TO DO. Copy the material below word for word, leaving out the pictures.

RECORDS FOR THE TASK.
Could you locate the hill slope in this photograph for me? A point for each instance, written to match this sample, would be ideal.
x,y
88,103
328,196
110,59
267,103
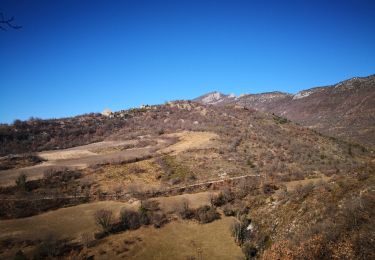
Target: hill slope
x,y
345,110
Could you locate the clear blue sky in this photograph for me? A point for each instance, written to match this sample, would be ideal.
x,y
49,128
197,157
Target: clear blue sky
x,y
74,57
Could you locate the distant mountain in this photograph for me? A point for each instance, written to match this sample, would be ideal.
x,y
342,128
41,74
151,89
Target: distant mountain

OUTPUT.
Could you locate the hill slope in this photograph for me? A point for each instance, written to match this sample, would be ideal.
x,y
88,103
328,196
110,59
267,103
Target: hill slope
x,y
345,110
Could you locate the clear blue sky in this photograph for me? A point for each instance, written to match this sample, would be ideal.
x,y
49,128
197,157
Target: clear blue sky
x,y
74,57
Could you locate the distant mountain in this photograph for me? A point for each instance, written to match this sample, would be ideal.
x,y
342,128
41,74
151,89
Target: distant mountain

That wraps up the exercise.